DM71: sarà vera riforma?

DM71: sarà vera riforma?

di G.Campo, A.D’Ercole, A.Chiari, B.Bersellini, B.Agnetti

26 APR -

Gentile Direttore,

premessa impone di porre il testo del caro Prof. Cavicchi “La scienza Impareggiabile”, senza discussioni, caposaldo di ogni argomentazione che voglia affrontare ontologicamente la questione medica. Poi c’è la quotidianità (un recente esempio tra gli innumerevoli possibili è dato dall’articolo del collega Enzo Bozza: Ancora i peones?, arguto e tuttavia affranto). E’ la consuetudine di trascinare le “scarpe grosse” nei meandri limacciosi ed indecifrabili delle Aziende USL. Questi presidi “prefettizi” degli assessorati regionali, producono, ogni giorno, incremento dei compiti, piccole e apparentemente trascurabili disuguaglianze, differenziazioni assistenziali e professionali. Quando si addizionano gli avvenimenti apparentemente irrilevanti, azienda per azienda, la somma delinea una vera e propria calamità. Il paradosso è che comunque sono disparità operative assolutamente legali perché ogni azienda ed ogni assessorato bada molto bene a proteggersi con delibere e circolari votate a maggioranza schiacciante. Alcune aziende hanno attivato negli anni progetti assistenziali finanziati, formalmente ineccepibili ma inopportuni dal punto di vista politico sanitario, che hanno coinvolto un numero di colleghi rappresentati da meno delle 5 dita di una mano.  Altre aziende hanno dimostrato di non avere contezza dei diversi contratti stipulati negli anni, (variabili significative dal punto di vista economico), con le varie aggregazioni di mmg (es.: Case della Salute ora Case delle Comunità… ma quest’ultime non ancora entrate in produzione).

“Cosa è successo? Niente” racconta Jannacci nella canzone “il bonzo”.

Evidentemente è velleitario ipotizzare l’abolizione delle Ausl con un ritorno alle Usl e affidare a queste istituzioni compresi gli assessorati alla sanità (80% circa del bilancio di ogni regione) solo ruoli di garanzia e di salvaguardia dell’universalismo. Insieme dovrebbero essere cancellate tutte quelle occasioni sospette per pratiche consociativistiche che hanno alla fine sfigurato la professione. Occorrerebbe ritornare a riconoscere massimo valore alla meritorietà virtuosa abbandonando la tradizionale meritocrazia spesso autoreferenziale. Già solo questo rappresenterebbe una riforma minima ma indispensabile. Così come può essere considerata una parte di questa innovazione vitale il fatto che i colleghi medici e sanitari che desiderassero entrare a far parte di una aggregazione territoriale organizzata in team condividano preventivamente e in autonomia processi e progetti.

------------------------

* [Istruzioni]
1. Secondo il testo sul DM71, a quale parte circa del bilancio di ogni regione corrispondono gli assessorati alla sanità?
2. Estrai dal testo sul DM71 il passo che comincia con “Evidentemente è velleitario” e finisce con “processi e progetti.”.

------------------------

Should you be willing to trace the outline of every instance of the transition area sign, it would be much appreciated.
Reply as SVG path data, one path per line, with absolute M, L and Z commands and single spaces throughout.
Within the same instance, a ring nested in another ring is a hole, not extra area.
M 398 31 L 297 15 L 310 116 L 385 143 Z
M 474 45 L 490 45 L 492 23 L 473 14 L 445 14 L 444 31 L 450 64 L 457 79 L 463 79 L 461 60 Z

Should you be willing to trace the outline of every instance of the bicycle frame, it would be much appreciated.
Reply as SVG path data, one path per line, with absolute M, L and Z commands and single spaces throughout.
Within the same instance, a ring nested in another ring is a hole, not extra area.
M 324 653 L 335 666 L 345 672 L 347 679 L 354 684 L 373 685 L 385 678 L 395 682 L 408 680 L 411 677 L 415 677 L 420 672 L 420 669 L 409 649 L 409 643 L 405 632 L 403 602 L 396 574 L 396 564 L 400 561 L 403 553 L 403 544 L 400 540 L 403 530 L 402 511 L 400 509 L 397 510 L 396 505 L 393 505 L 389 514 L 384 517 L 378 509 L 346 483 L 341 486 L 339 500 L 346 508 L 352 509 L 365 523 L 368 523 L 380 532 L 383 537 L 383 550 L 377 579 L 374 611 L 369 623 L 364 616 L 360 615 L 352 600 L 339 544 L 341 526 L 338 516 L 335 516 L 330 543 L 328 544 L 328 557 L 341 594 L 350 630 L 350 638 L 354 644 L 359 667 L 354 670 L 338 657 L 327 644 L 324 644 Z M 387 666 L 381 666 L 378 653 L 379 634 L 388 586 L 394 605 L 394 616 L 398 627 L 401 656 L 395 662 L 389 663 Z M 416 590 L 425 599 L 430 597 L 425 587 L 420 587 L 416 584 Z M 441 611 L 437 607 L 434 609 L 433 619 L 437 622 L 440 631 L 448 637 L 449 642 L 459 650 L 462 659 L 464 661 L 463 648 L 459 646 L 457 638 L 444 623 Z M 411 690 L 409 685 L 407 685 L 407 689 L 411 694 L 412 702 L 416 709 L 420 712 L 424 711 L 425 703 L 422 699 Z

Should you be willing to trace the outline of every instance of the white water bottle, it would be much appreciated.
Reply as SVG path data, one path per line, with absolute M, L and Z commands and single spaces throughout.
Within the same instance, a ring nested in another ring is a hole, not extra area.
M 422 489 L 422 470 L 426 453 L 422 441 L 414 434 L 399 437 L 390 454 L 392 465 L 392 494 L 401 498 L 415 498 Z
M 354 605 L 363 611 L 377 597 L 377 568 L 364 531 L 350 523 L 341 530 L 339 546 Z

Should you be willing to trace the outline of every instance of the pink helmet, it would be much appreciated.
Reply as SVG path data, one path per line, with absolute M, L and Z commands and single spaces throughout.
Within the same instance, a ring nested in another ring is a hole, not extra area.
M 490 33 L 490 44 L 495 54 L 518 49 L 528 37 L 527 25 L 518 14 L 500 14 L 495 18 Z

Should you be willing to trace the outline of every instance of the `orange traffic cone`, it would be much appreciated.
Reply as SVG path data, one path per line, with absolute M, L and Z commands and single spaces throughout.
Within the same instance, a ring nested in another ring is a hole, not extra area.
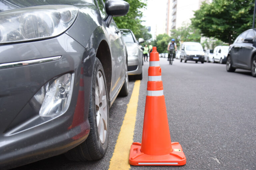
M 141 143 L 131 146 L 132 165 L 183 165 L 186 158 L 181 146 L 171 141 L 163 94 L 161 68 L 156 47 L 150 54 L 148 81 Z

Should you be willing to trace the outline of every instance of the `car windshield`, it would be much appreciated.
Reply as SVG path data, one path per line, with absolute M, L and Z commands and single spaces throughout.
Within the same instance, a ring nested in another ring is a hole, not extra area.
M 186 46 L 186 49 L 189 51 L 202 51 L 200 45 L 189 45 Z
M 223 49 L 223 52 L 225 53 L 227 53 L 228 52 L 228 48 L 229 48 L 229 46 L 224 46 L 222 47 Z
M 132 37 L 132 35 L 129 31 L 123 30 L 124 33 L 123 34 L 123 37 L 124 38 L 124 41 L 125 42 L 134 42 L 134 41 Z

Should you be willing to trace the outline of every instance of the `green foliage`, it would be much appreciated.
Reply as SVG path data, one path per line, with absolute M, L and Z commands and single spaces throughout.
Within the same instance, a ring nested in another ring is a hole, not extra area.
M 141 18 L 142 17 L 142 9 L 147 6 L 147 0 L 126 0 L 130 4 L 129 11 L 125 16 L 114 17 L 114 20 L 117 27 L 120 29 L 130 29 L 133 32 L 136 38 L 142 38 L 145 41 L 149 40 L 152 36 L 148 33 L 147 29 L 141 25 Z
M 204 49 L 206 47 L 208 49 L 213 49 L 214 48 L 218 45 L 226 45 L 227 44 L 221 40 L 220 40 L 213 37 L 207 38 L 201 43 L 203 48 Z
M 214 37 L 231 43 L 243 32 L 251 28 L 253 0 L 213 0 L 203 2 L 191 19 L 192 25 L 205 37 Z
M 171 36 L 174 37 L 179 46 L 180 42 L 200 42 L 201 38 L 200 31 L 195 29 L 193 26 L 185 25 L 177 29 L 171 31 Z
M 159 34 L 156 36 L 156 39 L 152 42 L 152 44 L 157 47 L 157 51 L 159 53 L 168 52 L 168 43 L 171 42 L 172 38 L 166 34 Z

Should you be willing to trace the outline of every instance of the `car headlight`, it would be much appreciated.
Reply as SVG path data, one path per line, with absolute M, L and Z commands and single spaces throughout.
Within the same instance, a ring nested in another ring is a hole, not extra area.
M 45 96 L 39 111 L 41 117 L 52 117 L 63 113 L 67 106 L 67 101 L 70 89 L 71 74 L 68 73 L 50 81 L 39 91 L 45 92 Z
M 44 5 L 0 13 L 0 43 L 41 39 L 59 35 L 74 21 L 78 12 L 70 5 Z

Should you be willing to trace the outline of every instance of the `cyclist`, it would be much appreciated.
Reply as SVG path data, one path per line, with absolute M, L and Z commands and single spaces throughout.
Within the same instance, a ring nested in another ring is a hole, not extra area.
M 174 50 L 174 49 L 175 49 L 175 50 Z M 172 39 L 171 42 L 169 42 L 168 44 L 167 50 L 168 50 L 168 61 L 170 59 L 170 57 L 171 54 L 173 54 L 173 56 L 172 58 L 173 59 L 173 58 L 175 57 L 175 51 L 177 50 L 177 45 L 176 44 L 176 43 L 175 43 L 175 39 Z

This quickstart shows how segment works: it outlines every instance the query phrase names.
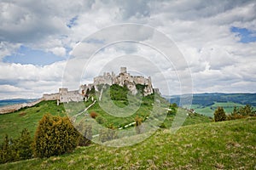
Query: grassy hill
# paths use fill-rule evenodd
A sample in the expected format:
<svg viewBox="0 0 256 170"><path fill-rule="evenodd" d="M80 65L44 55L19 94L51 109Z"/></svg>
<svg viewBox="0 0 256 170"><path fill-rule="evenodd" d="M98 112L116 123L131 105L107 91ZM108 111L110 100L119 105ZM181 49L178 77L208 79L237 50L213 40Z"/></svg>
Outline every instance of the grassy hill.
<svg viewBox="0 0 256 170"><path fill-rule="evenodd" d="M2 164L0 169L255 169L255 144L256 118L247 117L185 126L174 134L160 129L131 146L94 144L61 156Z"/></svg>
<svg viewBox="0 0 256 170"><path fill-rule="evenodd" d="M25 128L28 128L32 135L33 135L38 121L46 113L61 116L68 116L69 117L73 117L78 113L82 113L77 116L77 122L84 118L95 122L95 120L90 119L90 113L96 112L98 116L101 116L103 119L102 126L108 127L111 124L115 128L119 128L129 123L134 122L137 116L139 116L143 121L146 121L150 115L154 115L154 118L156 117L162 119L157 126L161 124L164 118L165 127L170 128L172 126L175 115L166 116L166 109L170 104L164 98L157 94L155 96L152 94L147 97L134 96L130 95L127 89L125 88L119 86L110 88L111 88L107 89L110 92L104 93L101 102L96 102L95 105L88 109L88 110L84 112L83 110L84 108L87 108L89 105L93 104L93 101L90 99L91 98L86 102L69 102L68 104L61 104L60 105L57 105L56 101L43 101L31 108L24 108L14 113L0 115L0 142L3 141L5 134L8 134L13 139L18 137L20 135L20 132ZM90 92L90 94L94 99L96 99L93 91ZM109 102L109 99L108 99L107 96L108 94L110 94L110 97L112 98L111 99L113 99L113 104ZM99 94L96 94L96 95L99 95ZM160 102L159 106L155 106L156 104L154 100ZM139 103L138 105L137 105L137 103ZM155 105L154 105L154 104ZM131 107L125 107L127 105L131 105ZM119 113L122 109L125 110L126 109L128 111L127 113L131 112L132 114L125 117L116 116L115 115L110 115L109 111L106 110L106 109L113 109L115 108L115 106L116 110L110 111ZM157 109L153 110L154 106L157 107ZM121 108L121 110L119 108ZM132 110L134 108L136 110ZM182 114L189 114L186 110L180 109L180 111ZM125 111L124 113L126 112ZM183 125L210 122L212 122L212 120L209 117L198 114L192 114L186 119ZM93 133L94 135L98 133L98 132Z"/></svg>

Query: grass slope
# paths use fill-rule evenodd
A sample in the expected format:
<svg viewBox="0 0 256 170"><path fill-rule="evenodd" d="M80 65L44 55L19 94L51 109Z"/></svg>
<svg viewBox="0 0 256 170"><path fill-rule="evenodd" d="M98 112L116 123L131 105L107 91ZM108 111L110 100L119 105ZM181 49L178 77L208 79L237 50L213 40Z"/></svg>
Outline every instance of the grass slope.
<svg viewBox="0 0 256 170"><path fill-rule="evenodd" d="M115 142L115 141L112 141ZM256 118L159 130L129 147L99 144L73 153L0 165L0 169L253 169Z"/></svg>
<svg viewBox="0 0 256 170"><path fill-rule="evenodd" d="M0 115L0 142L5 134L16 138L24 128L34 134L39 120L46 113L66 116L63 105L57 106L56 101L42 101L30 108L24 108L9 114Z"/></svg>
<svg viewBox="0 0 256 170"><path fill-rule="evenodd" d="M111 99L108 98L108 94L109 94ZM91 94L93 95L94 99L96 99L95 93L92 93ZM153 107L156 105L154 99L159 101L160 104L159 109L156 109L154 111L153 111ZM110 100L113 100L113 102L109 102ZM5 134L9 134L9 137L14 139L16 138L20 135L20 132L25 128L28 128L32 135L33 135L38 121L46 113L59 115L61 116L68 115L69 117L72 117L78 113L83 112L83 110L92 103L93 101L91 101L91 99L89 99L86 102L69 102L68 104L65 104L64 107L63 104L57 105L56 101L43 101L31 108L24 108L14 113L0 115L0 142L3 141ZM131 107L130 107L130 105L131 105ZM129 92L125 88L113 86L109 88L108 87L107 93L102 94L101 105L98 101L96 102L96 104L87 111L84 111L77 116L77 122L79 122L80 120L84 119L84 117L85 119L90 118L90 113L94 111L96 112L99 116L102 116L104 119L104 122L102 124L103 126L107 127L109 124L112 124L116 128L119 128L133 122L137 116L139 116L143 120L146 120L148 116L155 115L156 117L162 118L163 120L166 115L165 113L165 111L166 112L166 110L165 109L168 106L169 103L167 100L160 95L155 94L154 96L152 94L144 98L140 98L139 96L129 94ZM132 110L134 108L136 110ZM112 113L119 113L120 110L126 109L127 112L131 112L132 114L131 114L129 116L115 116L115 115L110 115L108 113L106 109L115 109L116 110L110 110ZM183 114L188 114L186 110L181 109L181 110ZM155 113L156 111L160 113ZM125 113L126 112L125 111ZM170 128L174 116L167 116L164 122L165 126ZM211 122L211 119L208 117L196 114L189 116L183 125L209 122ZM160 125L160 122L158 126ZM94 132L94 134L97 133L98 132Z"/></svg>

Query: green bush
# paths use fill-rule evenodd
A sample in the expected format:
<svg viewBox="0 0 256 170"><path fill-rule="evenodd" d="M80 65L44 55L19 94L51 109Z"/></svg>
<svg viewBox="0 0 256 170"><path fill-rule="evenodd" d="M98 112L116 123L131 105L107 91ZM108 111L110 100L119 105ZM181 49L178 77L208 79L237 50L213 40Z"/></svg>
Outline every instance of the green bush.
<svg viewBox="0 0 256 170"><path fill-rule="evenodd" d="M49 157L73 151L79 140L79 132L68 117L44 115L35 133L33 149L38 157Z"/></svg>
<svg viewBox="0 0 256 170"><path fill-rule="evenodd" d="M143 133L143 119L137 116L135 117L135 122L136 122L136 132L137 134L140 134Z"/></svg>
<svg viewBox="0 0 256 170"><path fill-rule="evenodd" d="M106 122L106 119L104 119L102 116L99 116L96 118L96 122L99 124L103 124L104 122Z"/></svg>
<svg viewBox="0 0 256 170"><path fill-rule="evenodd" d="M32 139L29 131L25 128L20 133L20 137L12 139L5 135L0 145L0 163L16 162L32 157Z"/></svg>
<svg viewBox="0 0 256 170"><path fill-rule="evenodd" d="M226 120L226 114L223 107L218 107L214 112L214 122L222 122Z"/></svg>
<svg viewBox="0 0 256 170"><path fill-rule="evenodd" d="M90 124L86 124L84 121L81 121L76 128L80 133L79 146L87 146L90 144L92 139L92 127Z"/></svg>
<svg viewBox="0 0 256 170"><path fill-rule="evenodd" d="M99 136L100 141L102 143L108 140L113 140L114 139L118 139L117 133L114 130L113 125L109 125L108 128L101 129Z"/></svg>

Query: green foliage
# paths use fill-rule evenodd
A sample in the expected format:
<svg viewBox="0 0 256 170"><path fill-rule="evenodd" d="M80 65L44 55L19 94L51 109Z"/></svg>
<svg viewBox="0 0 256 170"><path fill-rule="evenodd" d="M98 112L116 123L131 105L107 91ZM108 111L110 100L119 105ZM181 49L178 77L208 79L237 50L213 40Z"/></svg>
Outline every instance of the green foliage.
<svg viewBox="0 0 256 170"><path fill-rule="evenodd" d="M99 123L99 124L103 124L106 122L106 119L104 119L102 116L99 116L96 118L96 122Z"/></svg>
<svg viewBox="0 0 256 170"><path fill-rule="evenodd" d="M255 132L256 117L182 127L173 134L160 129L131 146L95 144L69 155L1 164L0 169L255 169Z"/></svg>
<svg viewBox="0 0 256 170"><path fill-rule="evenodd" d="M110 87L111 99L126 101L126 105L128 105L128 92L129 89L126 86L121 87L118 84L113 84Z"/></svg>
<svg viewBox="0 0 256 170"><path fill-rule="evenodd" d="M39 121L34 137L34 154L49 157L70 152L78 145L79 133L68 117L44 115Z"/></svg>
<svg viewBox="0 0 256 170"><path fill-rule="evenodd" d="M139 94L143 95L144 88L148 87L148 85L143 85L143 84L136 84L136 89L138 91Z"/></svg>
<svg viewBox="0 0 256 170"><path fill-rule="evenodd" d="M86 124L84 121L81 121L78 127L78 131L80 133L79 146L87 146L91 142L92 139L92 127L90 124Z"/></svg>
<svg viewBox="0 0 256 170"><path fill-rule="evenodd" d="M256 116L256 111L250 105L246 105L239 109L235 106L232 113L227 116L227 120L241 119L247 116Z"/></svg>
<svg viewBox="0 0 256 170"><path fill-rule="evenodd" d="M91 118L95 119L95 118L96 118L96 116L98 116L98 114L95 111L92 111L90 113L90 116Z"/></svg>
<svg viewBox="0 0 256 170"><path fill-rule="evenodd" d="M170 104L169 109L167 110L167 116L176 115L177 111L177 105L176 103Z"/></svg>
<svg viewBox="0 0 256 170"><path fill-rule="evenodd" d="M20 133L20 137L15 140L15 147L20 160L26 160L32 157L32 139L27 128Z"/></svg>
<svg viewBox="0 0 256 170"><path fill-rule="evenodd" d="M12 139L5 135L0 145L0 163L26 160L32 157L32 139L29 131L25 128L20 137Z"/></svg>
<svg viewBox="0 0 256 170"><path fill-rule="evenodd" d="M135 122L136 122L135 129L136 129L137 133L137 134L142 133L143 133L143 119L140 116L137 116L135 117Z"/></svg>
<svg viewBox="0 0 256 170"><path fill-rule="evenodd" d="M226 120L226 114L223 107L218 107L214 112L214 122L222 122Z"/></svg>
<svg viewBox="0 0 256 170"><path fill-rule="evenodd" d="M0 143L3 141L5 134L9 134L12 139L19 138L20 131L24 128L28 129L33 139L38 122L45 113L49 112L55 116L66 116L63 104L57 105L56 101L42 101L33 107L22 109L11 114L0 115Z"/></svg>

------------------------

* [Risposte]
1. A circa l'80% del bilancio di ogni regione.

2.
Evidentemente è velleitario ipotizzare l’abolizione delle Ausl con un ritorno alle Usl e affidare a queste istituzioni compresi gli assessorati alla sanità (80% circa del bilancio di ogni regione) solo ruoli di garanzia e di salvaguardia dell’universalismo. Insieme dovrebbero essere cancellate tutte quelle occasioni sospette per pratiche consociativistiche che hanno alla fine sfigurato la professione. Occorrerebbe ritornare a riconoscere massimo valore alla meritorietà virtuosa abbandonando la tradizionale meritocrazia spesso autoreferenziale. Già solo questo rappresenterebbe una riforma minima ma indispensabile. Così come può essere considerata una parte di questa innovazione vitale il fatto che i colleghi medici e sanitari che desiderassero entrare a far parte di una aggregazione territoriale organizzata in team condividano preventivamente e in autonomia processi e progetti.